Written problem.
Recast the lines of the records below, from the line containing "Where can the evergreen" through the line containing "<point>112,443</point>", as a JSON list of strings with one string per line and blank lines left out. Include both end lines and no others.

Collection entries:
========================================================================
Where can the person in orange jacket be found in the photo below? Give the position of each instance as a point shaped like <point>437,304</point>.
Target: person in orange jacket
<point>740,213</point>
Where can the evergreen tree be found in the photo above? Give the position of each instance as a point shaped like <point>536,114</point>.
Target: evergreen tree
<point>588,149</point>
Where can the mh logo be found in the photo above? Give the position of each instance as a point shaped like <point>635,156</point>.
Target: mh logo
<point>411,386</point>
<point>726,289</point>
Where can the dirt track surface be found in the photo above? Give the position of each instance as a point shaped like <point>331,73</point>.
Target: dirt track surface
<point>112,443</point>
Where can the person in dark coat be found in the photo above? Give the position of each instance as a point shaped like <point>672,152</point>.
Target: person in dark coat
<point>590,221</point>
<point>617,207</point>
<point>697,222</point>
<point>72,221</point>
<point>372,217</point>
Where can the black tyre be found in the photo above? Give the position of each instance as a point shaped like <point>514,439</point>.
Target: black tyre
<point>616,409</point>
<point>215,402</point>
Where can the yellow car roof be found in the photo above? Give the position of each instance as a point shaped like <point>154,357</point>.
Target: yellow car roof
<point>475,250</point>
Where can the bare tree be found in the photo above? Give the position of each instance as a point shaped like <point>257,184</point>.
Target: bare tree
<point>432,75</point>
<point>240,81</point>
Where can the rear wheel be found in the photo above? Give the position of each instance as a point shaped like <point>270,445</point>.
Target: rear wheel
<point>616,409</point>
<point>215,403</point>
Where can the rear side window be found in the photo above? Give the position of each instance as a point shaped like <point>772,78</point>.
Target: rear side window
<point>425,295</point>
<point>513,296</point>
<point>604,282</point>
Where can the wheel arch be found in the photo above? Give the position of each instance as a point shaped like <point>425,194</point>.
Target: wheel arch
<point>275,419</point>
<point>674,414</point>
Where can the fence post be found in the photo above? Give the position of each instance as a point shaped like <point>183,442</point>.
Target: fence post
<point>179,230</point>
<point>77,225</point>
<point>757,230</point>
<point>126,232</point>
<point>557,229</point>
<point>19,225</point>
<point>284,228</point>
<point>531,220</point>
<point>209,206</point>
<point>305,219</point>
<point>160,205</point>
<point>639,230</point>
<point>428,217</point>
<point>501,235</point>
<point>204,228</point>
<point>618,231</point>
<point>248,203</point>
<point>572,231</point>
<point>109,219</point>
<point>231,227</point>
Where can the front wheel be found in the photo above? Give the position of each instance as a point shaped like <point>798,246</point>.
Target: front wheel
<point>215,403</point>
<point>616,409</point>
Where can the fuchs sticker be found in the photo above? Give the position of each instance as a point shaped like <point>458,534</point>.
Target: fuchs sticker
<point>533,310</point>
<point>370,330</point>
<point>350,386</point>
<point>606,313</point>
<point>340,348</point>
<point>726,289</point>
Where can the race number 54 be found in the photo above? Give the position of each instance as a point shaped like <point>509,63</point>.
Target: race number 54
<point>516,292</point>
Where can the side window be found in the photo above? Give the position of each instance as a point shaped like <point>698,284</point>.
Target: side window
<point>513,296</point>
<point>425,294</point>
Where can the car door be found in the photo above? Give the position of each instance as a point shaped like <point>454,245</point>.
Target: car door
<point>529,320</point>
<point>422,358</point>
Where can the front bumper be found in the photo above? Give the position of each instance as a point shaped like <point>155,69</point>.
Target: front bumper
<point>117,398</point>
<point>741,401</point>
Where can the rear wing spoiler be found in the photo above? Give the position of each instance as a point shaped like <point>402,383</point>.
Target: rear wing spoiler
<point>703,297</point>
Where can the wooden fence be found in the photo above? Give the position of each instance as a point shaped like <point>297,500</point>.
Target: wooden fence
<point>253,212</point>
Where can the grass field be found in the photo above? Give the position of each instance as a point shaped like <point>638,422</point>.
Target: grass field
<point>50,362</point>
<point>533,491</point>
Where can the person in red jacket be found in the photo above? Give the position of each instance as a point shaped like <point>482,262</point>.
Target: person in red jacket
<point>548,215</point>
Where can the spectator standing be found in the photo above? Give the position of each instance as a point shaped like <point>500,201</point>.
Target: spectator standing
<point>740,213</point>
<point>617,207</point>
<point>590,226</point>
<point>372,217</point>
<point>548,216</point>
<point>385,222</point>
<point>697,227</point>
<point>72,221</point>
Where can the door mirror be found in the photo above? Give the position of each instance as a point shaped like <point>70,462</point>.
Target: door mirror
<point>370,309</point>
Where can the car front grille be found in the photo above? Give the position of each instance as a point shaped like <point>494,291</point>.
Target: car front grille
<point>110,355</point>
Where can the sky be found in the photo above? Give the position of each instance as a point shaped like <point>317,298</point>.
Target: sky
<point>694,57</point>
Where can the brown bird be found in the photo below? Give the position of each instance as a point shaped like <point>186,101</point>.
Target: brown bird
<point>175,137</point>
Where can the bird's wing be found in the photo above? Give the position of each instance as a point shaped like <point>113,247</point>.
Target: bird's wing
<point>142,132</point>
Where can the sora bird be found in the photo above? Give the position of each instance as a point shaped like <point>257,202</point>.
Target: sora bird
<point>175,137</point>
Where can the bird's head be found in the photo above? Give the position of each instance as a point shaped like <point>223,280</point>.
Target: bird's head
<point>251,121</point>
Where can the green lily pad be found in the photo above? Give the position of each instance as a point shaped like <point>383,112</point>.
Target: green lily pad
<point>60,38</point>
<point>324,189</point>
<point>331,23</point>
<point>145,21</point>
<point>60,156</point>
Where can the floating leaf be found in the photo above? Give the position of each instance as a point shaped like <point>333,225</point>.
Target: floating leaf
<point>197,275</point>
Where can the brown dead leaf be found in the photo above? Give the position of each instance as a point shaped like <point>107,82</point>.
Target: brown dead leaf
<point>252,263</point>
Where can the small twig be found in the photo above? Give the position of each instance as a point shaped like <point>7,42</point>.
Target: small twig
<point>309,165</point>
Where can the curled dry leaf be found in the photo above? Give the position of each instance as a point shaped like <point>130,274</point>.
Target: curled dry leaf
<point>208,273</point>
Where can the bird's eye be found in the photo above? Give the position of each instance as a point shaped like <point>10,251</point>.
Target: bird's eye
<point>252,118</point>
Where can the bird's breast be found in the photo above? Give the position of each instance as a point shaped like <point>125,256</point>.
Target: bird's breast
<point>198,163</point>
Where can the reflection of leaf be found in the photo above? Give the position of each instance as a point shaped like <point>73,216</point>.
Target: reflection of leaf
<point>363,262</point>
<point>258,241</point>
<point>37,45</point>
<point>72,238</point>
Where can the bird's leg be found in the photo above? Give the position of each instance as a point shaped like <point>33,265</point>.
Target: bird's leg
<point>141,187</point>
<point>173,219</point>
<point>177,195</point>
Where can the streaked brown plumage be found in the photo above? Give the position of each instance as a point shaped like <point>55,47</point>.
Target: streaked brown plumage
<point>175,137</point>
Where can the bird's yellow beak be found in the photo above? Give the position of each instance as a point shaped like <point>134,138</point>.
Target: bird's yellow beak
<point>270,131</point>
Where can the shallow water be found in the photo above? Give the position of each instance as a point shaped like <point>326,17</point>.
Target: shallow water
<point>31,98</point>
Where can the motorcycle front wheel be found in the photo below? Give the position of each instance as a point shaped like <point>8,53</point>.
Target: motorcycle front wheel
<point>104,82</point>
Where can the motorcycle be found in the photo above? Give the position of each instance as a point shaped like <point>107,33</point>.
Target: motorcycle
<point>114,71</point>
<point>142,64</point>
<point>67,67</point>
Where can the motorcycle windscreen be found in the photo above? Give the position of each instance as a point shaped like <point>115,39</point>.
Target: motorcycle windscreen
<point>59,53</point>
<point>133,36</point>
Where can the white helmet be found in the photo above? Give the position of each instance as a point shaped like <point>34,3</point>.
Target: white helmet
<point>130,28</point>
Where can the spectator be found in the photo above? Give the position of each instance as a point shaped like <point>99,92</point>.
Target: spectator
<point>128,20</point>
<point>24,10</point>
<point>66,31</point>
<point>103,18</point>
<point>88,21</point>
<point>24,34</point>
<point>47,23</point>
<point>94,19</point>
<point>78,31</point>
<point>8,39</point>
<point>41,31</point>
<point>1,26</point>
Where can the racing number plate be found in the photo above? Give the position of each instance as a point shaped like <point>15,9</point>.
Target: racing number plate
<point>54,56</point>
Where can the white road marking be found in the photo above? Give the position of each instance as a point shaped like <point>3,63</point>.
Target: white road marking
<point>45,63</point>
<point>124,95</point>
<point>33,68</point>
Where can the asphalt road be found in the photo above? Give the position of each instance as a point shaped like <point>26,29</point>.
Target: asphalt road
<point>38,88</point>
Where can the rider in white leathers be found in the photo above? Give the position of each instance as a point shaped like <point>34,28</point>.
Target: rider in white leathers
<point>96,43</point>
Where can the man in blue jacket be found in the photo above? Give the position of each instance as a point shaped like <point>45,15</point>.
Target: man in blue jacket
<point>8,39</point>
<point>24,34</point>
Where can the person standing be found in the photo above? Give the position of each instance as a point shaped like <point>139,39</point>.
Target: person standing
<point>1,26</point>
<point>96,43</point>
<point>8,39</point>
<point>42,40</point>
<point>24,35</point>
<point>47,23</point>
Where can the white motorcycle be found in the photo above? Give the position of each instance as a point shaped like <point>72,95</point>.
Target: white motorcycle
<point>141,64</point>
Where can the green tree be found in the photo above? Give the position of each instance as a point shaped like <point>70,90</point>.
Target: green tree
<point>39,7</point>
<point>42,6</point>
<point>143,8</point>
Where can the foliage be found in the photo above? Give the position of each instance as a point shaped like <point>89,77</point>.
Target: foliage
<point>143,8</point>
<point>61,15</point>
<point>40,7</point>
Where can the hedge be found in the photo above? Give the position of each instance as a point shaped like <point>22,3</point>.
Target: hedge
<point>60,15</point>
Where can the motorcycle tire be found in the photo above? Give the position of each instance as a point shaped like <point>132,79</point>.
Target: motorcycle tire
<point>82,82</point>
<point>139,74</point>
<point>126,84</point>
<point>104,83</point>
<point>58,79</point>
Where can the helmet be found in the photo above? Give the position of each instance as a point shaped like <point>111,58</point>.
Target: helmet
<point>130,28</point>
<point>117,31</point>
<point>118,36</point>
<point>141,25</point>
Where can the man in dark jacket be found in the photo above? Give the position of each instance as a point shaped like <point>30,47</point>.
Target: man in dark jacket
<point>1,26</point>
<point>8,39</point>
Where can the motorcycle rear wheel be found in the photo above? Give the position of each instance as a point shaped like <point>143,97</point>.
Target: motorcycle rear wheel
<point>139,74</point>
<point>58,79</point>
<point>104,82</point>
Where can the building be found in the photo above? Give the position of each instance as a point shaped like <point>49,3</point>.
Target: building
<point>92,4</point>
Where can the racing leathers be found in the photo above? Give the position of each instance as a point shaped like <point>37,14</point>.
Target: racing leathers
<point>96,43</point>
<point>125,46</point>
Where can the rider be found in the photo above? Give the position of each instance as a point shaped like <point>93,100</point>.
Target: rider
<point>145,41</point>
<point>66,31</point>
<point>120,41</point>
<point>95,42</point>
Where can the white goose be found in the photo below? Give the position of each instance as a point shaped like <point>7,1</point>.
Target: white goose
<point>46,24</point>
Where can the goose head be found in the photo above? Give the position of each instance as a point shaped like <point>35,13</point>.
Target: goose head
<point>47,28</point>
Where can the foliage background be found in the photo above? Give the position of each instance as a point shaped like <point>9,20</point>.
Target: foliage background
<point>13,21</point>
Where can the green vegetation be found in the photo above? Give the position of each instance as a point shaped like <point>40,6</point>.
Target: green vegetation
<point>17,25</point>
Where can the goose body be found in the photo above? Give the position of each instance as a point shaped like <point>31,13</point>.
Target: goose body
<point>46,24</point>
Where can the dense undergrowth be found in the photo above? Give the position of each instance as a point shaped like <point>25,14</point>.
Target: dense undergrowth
========================================================================
The answer.
[
  "Where can the evergreen tree be found in the photo above? Give the position of each instance as a point shaped like <point>536,114</point>.",
  "Target: evergreen tree",
  "<point>588,149</point>",
  "Where can the mh logo be found in the photo above? Give the position of each instance as a point shaped like <point>635,156</point>.",
  "Target: mh logo",
  "<point>411,386</point>",
  "<point>726,289</point>",
  "Where can the dirt track surface be found in the photo above? Give the position of each instance as a point shaped like <point>331,73</point>.",
  "Target: dirt track surface",
  "<point>112,443</point>"
]